* Work task:
Please restate all of the records word for word, setting the pictures aside.
[Entries shown Boundary: Start]
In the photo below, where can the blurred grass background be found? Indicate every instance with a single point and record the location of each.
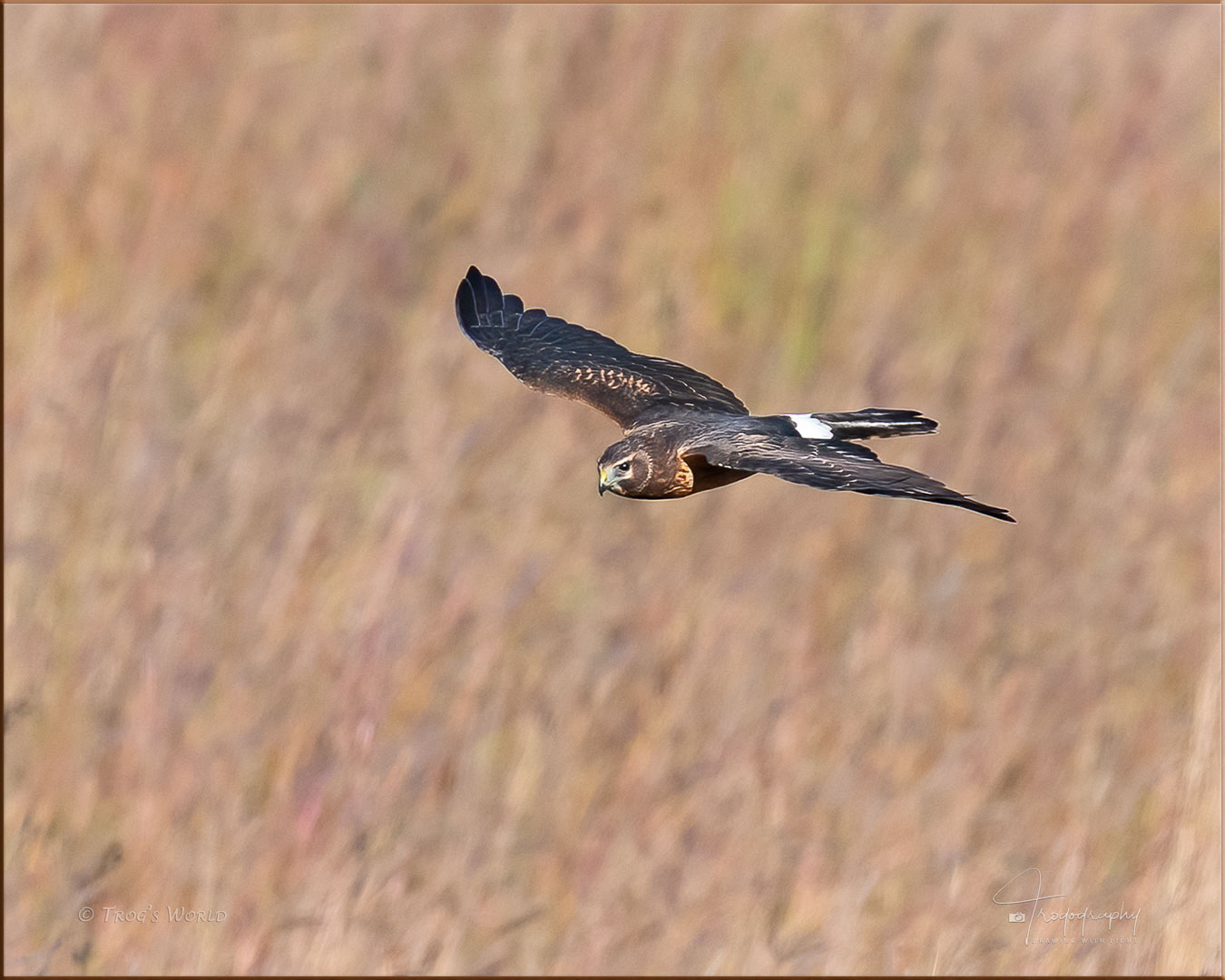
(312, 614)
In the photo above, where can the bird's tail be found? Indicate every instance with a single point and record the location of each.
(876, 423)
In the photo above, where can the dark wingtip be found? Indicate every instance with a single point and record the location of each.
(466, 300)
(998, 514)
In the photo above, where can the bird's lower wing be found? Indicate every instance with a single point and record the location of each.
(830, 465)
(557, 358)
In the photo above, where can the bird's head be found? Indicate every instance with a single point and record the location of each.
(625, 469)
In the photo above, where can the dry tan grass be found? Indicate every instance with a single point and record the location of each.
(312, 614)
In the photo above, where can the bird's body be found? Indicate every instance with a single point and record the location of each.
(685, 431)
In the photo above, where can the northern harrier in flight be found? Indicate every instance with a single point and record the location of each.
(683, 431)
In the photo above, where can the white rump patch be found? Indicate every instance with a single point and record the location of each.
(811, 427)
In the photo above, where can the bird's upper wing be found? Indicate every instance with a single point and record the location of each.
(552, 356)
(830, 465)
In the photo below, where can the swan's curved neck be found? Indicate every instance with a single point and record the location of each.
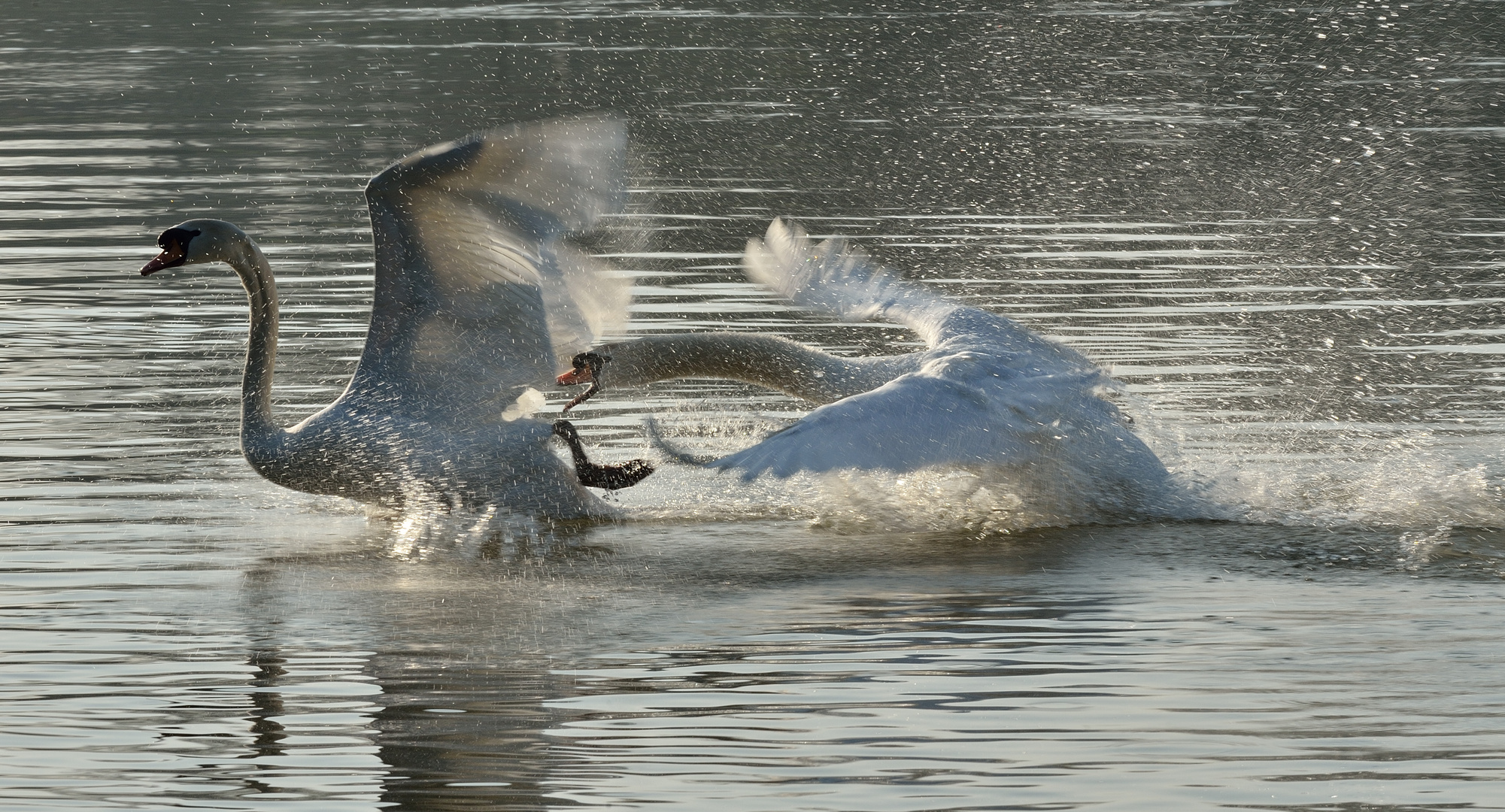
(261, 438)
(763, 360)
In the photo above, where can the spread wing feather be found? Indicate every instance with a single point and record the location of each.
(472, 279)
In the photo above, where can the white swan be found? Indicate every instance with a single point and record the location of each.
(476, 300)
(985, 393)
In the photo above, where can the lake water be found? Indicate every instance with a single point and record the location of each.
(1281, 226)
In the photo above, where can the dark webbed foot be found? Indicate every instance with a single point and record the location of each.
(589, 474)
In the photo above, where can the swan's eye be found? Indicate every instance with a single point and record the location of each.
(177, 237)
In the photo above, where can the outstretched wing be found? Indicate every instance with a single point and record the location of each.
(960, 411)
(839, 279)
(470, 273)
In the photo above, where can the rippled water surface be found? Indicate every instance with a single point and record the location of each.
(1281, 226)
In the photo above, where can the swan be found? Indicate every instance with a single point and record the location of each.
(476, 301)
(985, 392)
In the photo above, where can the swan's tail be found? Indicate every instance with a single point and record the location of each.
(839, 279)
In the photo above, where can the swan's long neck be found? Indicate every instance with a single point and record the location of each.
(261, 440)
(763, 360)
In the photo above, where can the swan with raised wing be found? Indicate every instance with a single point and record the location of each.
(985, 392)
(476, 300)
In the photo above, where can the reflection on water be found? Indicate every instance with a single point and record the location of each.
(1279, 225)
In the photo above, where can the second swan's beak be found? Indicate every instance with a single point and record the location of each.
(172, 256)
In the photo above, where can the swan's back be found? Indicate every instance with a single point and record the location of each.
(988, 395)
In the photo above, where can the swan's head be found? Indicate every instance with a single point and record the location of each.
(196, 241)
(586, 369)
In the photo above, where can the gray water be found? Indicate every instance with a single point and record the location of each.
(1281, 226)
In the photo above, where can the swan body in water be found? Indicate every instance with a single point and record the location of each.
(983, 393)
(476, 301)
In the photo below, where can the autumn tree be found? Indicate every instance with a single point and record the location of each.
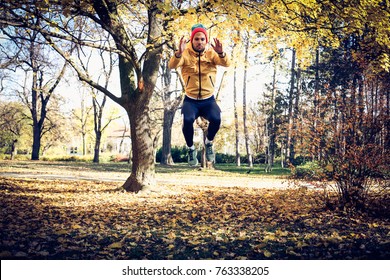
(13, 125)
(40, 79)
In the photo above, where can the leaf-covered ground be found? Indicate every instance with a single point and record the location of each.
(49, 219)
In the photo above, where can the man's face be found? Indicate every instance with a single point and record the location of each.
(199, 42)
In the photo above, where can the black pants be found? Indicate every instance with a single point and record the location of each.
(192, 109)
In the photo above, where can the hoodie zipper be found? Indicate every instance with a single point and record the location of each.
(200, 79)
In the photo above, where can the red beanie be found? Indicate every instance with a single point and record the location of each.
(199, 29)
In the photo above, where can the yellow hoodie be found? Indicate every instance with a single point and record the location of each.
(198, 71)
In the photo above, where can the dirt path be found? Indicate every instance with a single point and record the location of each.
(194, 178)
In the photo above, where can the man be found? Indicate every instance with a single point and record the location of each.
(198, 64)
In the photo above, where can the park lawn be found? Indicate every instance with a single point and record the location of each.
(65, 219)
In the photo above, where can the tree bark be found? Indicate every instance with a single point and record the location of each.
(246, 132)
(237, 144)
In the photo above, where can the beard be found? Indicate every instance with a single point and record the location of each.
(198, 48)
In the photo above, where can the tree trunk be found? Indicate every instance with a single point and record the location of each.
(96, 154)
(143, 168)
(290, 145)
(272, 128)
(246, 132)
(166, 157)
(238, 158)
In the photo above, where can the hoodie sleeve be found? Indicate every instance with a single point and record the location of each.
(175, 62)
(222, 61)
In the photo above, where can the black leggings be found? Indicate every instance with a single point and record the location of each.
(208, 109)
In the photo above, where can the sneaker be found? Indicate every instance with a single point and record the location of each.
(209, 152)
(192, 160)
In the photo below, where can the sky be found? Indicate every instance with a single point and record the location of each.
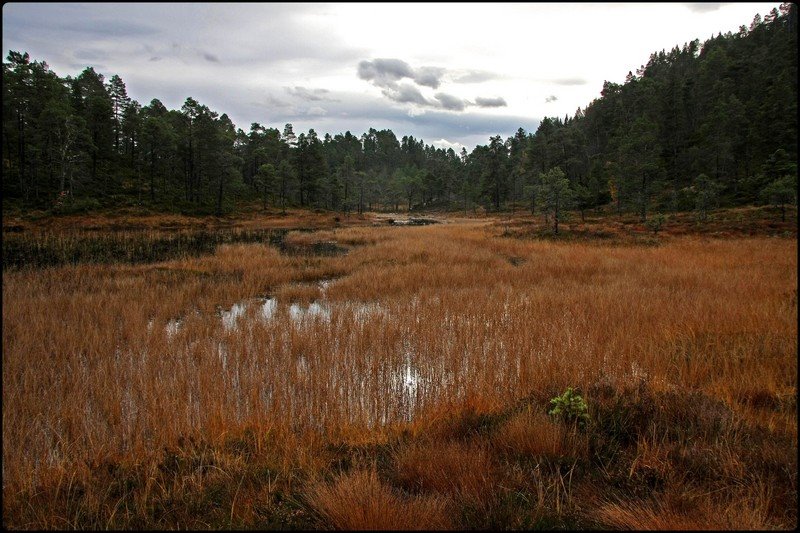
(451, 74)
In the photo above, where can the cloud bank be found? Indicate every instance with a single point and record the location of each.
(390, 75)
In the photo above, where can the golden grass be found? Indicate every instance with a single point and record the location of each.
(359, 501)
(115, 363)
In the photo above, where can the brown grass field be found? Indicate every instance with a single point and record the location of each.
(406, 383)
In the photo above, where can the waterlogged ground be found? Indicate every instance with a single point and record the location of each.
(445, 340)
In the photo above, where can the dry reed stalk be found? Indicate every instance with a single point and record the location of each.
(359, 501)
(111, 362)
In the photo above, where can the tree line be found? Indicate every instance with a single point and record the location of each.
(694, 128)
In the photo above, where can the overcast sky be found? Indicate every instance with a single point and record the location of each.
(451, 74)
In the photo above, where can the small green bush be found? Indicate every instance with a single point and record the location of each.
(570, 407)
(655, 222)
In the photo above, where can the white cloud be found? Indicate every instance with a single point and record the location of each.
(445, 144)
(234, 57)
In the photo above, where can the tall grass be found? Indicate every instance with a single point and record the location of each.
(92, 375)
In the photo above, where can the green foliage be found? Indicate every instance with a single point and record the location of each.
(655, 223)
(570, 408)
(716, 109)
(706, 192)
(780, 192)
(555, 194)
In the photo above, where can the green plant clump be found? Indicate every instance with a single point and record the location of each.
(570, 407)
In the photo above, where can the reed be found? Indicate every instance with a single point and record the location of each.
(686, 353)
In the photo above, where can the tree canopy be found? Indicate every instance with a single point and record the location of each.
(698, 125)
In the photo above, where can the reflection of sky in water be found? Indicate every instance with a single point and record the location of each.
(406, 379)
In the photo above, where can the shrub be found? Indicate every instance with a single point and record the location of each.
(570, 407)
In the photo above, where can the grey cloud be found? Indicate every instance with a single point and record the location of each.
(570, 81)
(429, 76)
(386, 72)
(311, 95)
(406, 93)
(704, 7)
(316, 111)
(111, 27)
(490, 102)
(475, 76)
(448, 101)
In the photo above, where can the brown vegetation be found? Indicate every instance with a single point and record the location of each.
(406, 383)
[Entries shown Boundary: End]
* Task response:
In the photo below, where can the blurred grass background be found? Indicate every instance with a single point and record the location of each.
(312, 614)
In the photo above, where can the bird's tail be found? Indicate every instance with a single point and record the location of each.
(876, 423)
In the photo above, where can the dark wingtip be found? Indicate every instance with a single point and record the location of each.
(466, 300)
(998, 514)
In the photo above, where can the bird's lower wing be found? Indicate every instance with a single point and record the location of each.
(830, 465)
(557, 358)
In the photo above, where can the bird's head be found? Indicate every instance with a single point and record the location of each.
(625, 469)
In the photo above, where can the dry tan grass be found? Indicate every instance with a single point and record the location of each.
(312, 614)
In the photo above, where can the bird's body be found? Indicate every instance with a single point and record the location of each.
(685, 431)
In the photo above, where can the northern harrier in flight be found? Indicate every instance with a single point and record the location of each.
(683, 431)
In the photo above, where can the white rump patch be found? Indicate every instance with a single point and record the location of each.
(811, 427)
In the photo above, where can the bird's upper wing be found? Indicate every instance with a single point and record the location of each.
(552, 356)
(830, 465)
In the photo below, where can the swan's curved neck be found? Indicate every instance with a single point and record the location of each.
(261, 438)
(763, 360)
In the photo above, where can the spread wing feather be found? Indicate every instance with a single point and record the location of each.
(472, 279)
In the photo above, where can the white swan be found? Indicate every instance with a single point and record the location of each.
(476, 300)
(985, 393)
In the photo above, where can the lake water be found? Indicate every instance with a single point and record the location of each.
(1281, 226)
In the photo above, where can the dark webbed foot be found? Indicate every instance with a single point and record the location of each.
(589, 474)
In the photo above, where can the swan's eye be found? Indicate every instance with a single point and record the location of each.
(177, 237)
In the photo above, where can the outstretched wing be found? Indicate every instance with a single point and record the location of each.
(960, 411)
(839, 279)
(470, 273)
In the photo above, where can the rippled water surface be found? Indicate every instance with a single point and record the location of each.
(1281, 226)
In the photo above, where can the swan be found? Indicate every instance with a single point and record the location of each.
(476, 301)
(985, 392)
In the photo above, where can the swan's tail be found? Indicate every instance with a single point and record the location of each.
(839, 279)
In the photo above, where can the swan's long neck be found? Indicate every instance with a single point and record the location of each.
(261, 440)
(763, 360)
In the photo above, where can the swan with raised wing be found? Indicate every instance with a single point and record the location of each.
(985, 392)
(476, 300)
In the photo above, where can the reflection on water be found? Indicate every instance with a single point and record the location of each.
(1279, 225)
In the photo above, where can the second swan's beak be found? Indicate every instance with a single point and record the location of each.
(172, 256)
In the photo above, where can the swan's back be found? Indicate every instance with a single point and record the location of each.
(988, 395)
In the photo above, where can the swan's head be found? Indicate every instance with a single point and record the location of each.
(196, 241)
(586, 369)
In the photo above, where can the gray water be found? Indicate every instance with a single point and record the location of each.
(1281, 226)
In the photo above, where can the swan body in water be found? Indicate every instance with a single point and record the location of each.
(983, 393)
(476, 301)
In the photo below, where can the autumn tree be found? Indicate every instance with a single point and record the location of each.
(13, 125)
(40, 79)
In the photo above, where can the leaf-covered ground be found? Indicate every instance with a single point and record the location of each.
(49, 219)
In the photo above, where can the man's face be found? Indicate every instance with a single point and record the location of each.
(199, 42)
In the photo above, where can the black pants be found? Indicate every instance with a single point and record the location of each.
(192, 109)
In the photo above, where can the hoodie zipper be found? Indicate every instance with a single point and record the location of each.
(200, 79)
In the photo above, where can the red beanie be found? Indicate every instance with a single point and record the location of each.
(199, 29)
In the photo above, where can the yellow hoodie be found? Indicate every instance with a single point and record the location of each.
(198, 71)
In the photo above, where can the dirt path be found? Indicate every instance with a single point and record the location of each.
(194, 178)
In the photo above, where can the man be found? Indicate every instance with a single point and record the location of each.
(198, 64)
In the photo above, where can the park lawn be found? Indicate every instance with a single point and record the location of each.
(65, 219)
In the photo above, where can the tree bark be found? Indicate every instance with a single point and record the location of each.
(246, 132)
(237, 144)
In the photo above, where can the beard be found? Indicate every instance with a single point and record the location of each.
(198, 48)
In the photo above, where can the tree trunk be found? Indicate every instance with a single point and record the location of each.
(96, 154)
(143, 168)
(290, 145)
(272, 128)
(246, 132)
(166, 157)
(238, 158)
In the photo above, where can the hoodie sleeve be found? Indicate every instance with a single point and record the location of each.
(175, 62)
(222, 61)
In the photo above, where can the black leggings be found? Indicate every instance with a single point and record the location of each.
(208, 109)
In the photo above, where can the sneaker be found? Indicate every instance with a single point and record the location of each.
(209, 152)
(192, 160)
In the photo below, where can the sky be found? Indicate every instance with a single point and record the location of each.
(451, 74)
In the photo above, where can the cloud bank be found? Indicate every instance with a single point and record the location of each.
(390, 75)
In the photo above, where can the golden grass be found? Indicate every instance with a single point and record the location of each.
(359, 501)
(115, 363)
In the photo above, where can the brown grass field be found? Indicate every instance with a single point and record the location of each.
(406, 383)
In the photo above, where can the waterlogged ground be found? Indicate every instance with a single point and record the location of each.
(445, 340)
In the photo above, where can the dry reed stalk be found? Indicate every instance with a single point and record the location of each.
(359, 501)
(111, 362)
In the photo above, where can the tree line be found? Indicate every instance with a single point and record the location of each.
(694, 128)
In the photo above, where can the overcast sky be found? Indicate every instance with a single point and record the location of each.
(451, 74)
In the photo above, where can the small green bush be found? Indicate every instance with a single point and record the location of each.
(570, 407)
(655, 222)
In the photo above, where can the white cloud be found? Indicate every instance with a single point and record the location of each.
(445, 144)
(234, 57)
In the photo above, where can the tall grass be found? Indicate every instance with a single point and record the location of each.
(92, 375)
In the photo above, where can the green foliage be found? Indicate every instance with a single point and record the location of each.
(655, 223)
(570, 408)
(716, 109)
(706, 192)
(780, 192)
(555, 194)
In the photo above, where can the green plant clump be found? Indicate every instance with a single point and record the location of each.
(570, 407)
In the photo above, where can the reed be found? Indicate every instance with a single point and record the location of each.
(686, 353)
In the photo above, where can the tree canopy be found? Indicate every instance with a single point and record the location of each.
(698, 125)
In the photo above, where can the reflection of sky in water be found? Indicate every instance with a single point and record the location of each.
(406, 379)
In the photo above, where can the shrub be found? Indicate every instance with a single point and record the location of each.
(570, 407)
In the photo above, where can the grey cloud be found? Indicate every instance with a single point and record the location of each.
(570, 81)
(429, 76)
(386, 72)
(311, 95)
(406, 93)
(704, 7)
(316, 111)
(111, 27)
(490, 102)
(475, 76)
(448, 101)
In the photo above, where can the brown vegetation be found? Indicate every instance with a single point and record the location of each.
(406, 383)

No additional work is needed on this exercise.